#### [Assignment]
Collect all lines containing the word "pile" from the data.

>>>>>

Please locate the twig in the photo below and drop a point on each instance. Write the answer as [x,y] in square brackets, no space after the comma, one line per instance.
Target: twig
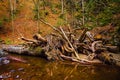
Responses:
[76,54]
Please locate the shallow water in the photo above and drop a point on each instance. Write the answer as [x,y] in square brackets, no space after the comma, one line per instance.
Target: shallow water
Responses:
[40,69]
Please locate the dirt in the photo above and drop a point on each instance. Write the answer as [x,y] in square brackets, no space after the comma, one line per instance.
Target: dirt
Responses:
[25,25]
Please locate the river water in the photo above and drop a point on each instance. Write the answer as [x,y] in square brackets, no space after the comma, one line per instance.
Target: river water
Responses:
[39,69]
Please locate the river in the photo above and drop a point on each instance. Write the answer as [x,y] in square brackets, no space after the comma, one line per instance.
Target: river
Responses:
[39,69]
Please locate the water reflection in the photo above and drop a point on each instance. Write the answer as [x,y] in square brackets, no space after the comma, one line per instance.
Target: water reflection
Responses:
[40,69]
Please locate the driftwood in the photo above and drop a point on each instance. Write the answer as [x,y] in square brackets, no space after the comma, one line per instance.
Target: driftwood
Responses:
[66,44]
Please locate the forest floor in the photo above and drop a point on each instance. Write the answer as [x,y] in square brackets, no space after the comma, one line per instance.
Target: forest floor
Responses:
[25,25]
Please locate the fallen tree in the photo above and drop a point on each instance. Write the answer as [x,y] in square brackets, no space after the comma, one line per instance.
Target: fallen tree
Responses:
[67,44]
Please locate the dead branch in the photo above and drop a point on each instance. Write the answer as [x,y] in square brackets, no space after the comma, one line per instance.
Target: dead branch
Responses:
[76,54]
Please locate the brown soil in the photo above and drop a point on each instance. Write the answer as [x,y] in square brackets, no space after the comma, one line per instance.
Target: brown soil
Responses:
[25,25]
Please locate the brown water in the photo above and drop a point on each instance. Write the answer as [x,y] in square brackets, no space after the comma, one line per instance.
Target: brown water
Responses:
[40,69]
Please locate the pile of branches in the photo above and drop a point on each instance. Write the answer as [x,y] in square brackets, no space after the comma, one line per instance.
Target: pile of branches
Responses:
[68,44]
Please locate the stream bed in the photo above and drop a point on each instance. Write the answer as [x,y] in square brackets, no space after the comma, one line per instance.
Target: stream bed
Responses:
[39,69]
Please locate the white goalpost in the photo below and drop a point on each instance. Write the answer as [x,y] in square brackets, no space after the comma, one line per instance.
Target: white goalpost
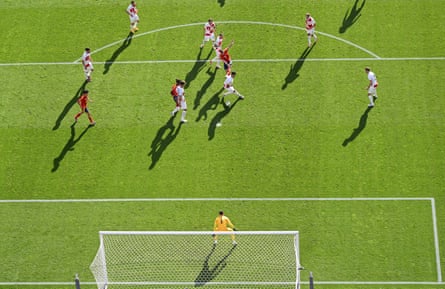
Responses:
[181,259]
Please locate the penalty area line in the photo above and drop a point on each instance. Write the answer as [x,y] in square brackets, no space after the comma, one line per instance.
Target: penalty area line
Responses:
[238,60]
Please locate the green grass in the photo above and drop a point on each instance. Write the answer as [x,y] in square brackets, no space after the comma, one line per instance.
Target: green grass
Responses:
[302,131]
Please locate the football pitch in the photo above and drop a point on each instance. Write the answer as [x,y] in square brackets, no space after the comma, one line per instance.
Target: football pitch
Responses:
[302,152]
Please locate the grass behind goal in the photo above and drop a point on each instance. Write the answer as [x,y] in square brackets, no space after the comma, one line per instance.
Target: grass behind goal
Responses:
[302,131]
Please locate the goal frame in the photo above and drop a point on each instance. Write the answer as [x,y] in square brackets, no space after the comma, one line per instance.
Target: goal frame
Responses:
[101,253]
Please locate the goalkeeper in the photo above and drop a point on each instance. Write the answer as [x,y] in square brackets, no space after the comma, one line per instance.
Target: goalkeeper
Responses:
[223,223]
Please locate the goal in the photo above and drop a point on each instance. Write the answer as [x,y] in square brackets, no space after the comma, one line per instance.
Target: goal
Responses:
[258,259]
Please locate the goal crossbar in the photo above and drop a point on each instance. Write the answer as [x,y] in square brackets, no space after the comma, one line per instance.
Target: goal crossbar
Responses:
[174,259]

<<<<<

#### [Response to the exercise]
Please locate the pile of branches in the photo above and drop a point on each instance. Write the answer as [x,y] in square brackets, no space after the comma, one line per instance.
Target: pile of branches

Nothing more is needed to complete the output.